(Saved data entries)
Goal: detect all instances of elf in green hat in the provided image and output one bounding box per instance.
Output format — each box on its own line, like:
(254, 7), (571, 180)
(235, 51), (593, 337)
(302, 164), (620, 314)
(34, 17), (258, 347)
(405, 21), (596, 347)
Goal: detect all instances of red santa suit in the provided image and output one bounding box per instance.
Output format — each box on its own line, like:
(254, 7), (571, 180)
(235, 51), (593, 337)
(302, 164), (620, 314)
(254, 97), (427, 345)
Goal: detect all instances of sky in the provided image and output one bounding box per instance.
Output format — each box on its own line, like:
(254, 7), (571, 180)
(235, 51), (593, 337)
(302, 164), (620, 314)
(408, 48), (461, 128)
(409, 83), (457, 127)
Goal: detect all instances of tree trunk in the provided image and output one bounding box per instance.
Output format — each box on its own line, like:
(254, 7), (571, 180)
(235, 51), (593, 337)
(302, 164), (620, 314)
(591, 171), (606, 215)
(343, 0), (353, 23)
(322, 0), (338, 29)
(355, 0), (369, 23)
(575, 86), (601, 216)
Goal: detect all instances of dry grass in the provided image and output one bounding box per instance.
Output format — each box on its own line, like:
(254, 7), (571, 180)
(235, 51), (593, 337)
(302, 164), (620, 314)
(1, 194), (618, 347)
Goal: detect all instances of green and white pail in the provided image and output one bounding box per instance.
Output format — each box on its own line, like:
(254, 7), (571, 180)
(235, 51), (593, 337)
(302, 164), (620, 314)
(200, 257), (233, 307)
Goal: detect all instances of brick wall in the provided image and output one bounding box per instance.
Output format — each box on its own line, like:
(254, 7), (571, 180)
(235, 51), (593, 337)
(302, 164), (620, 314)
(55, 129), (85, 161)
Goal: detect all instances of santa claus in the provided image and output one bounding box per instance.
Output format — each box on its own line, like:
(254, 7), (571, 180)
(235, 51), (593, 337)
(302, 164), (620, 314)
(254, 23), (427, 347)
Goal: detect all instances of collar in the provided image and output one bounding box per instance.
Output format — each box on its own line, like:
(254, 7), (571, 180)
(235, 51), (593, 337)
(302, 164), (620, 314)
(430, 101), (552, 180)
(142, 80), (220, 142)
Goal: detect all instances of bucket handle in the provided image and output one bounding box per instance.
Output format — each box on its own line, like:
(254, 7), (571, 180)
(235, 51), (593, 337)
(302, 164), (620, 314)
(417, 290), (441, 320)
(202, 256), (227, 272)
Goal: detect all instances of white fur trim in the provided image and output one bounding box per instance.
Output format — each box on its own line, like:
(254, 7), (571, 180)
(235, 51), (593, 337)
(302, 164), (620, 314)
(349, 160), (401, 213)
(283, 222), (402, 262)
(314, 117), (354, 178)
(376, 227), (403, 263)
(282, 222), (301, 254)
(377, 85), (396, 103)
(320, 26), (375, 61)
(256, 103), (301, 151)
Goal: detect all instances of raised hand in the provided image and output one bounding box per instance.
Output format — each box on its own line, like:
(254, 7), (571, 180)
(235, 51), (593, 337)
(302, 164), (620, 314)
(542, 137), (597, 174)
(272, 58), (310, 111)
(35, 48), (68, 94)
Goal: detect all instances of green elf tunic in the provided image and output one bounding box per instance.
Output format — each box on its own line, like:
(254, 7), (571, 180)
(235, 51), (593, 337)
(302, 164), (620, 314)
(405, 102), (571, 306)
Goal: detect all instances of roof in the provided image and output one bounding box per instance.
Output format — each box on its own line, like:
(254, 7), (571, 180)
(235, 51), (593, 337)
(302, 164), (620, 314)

→ **Problem**
Above are the records; please copy exactly their first line and each line after it through the line containing "Goal: detect all instances of green and", and no line after that.

→ **Written solution**
Goal: detect all instances of elf in green hat in the provided image and output one bounding box per instance.
Output format — each box on its own line, like:
(254, 7), (571, 180)
(235, 51), (593, 337)
(302, 164), (620, 314)
(34, 17), (258, 347)
(405, 21), (596, 347)
Goal: detect all instances of red santa suit in the provided image and output one bounding box per instance.
Output format — each box on its own line, like:
(254, 7), (571, 180)
(235, 51), (593, 337)
(302, 164), (620, 314)
(254, 97), (427, 345)
Goal: detect all instances of sky in the provided image and output one bounding box per instance.
Output format — each box on its own line, like:
(254, 7), (571, 180)
(235, 51), (593, 337)
(302, 164), (620, 314)
(408, 48), (461, 128)
(409, 83), (457, 127)
Goal: detect all instances of tree trunk in the provided image and output one bounding box per instance.
Output format — each box on its own line, like:
(254, 7), (571, 180)
(235, 51), (593, 337)
(302, 164), (620, 314)
(591, 171), (606, 215)
(343, 0), (353, 23)
(322, 0), (338, 29)
(355, 0), (369, 23)
(575, 86), (601, 216)
Goal: detect all instances of dry grass in the provided image and output one bounding box per instance.
Output format — each box on its own line, like:
(254, 7), (571, 180)
(235, 51), (593, 337)
(302, 164), (620, 314)
(1, 194), (618, 347)
Goal: detect all instances of green and white pail in the provided image and output one bounding box per instance.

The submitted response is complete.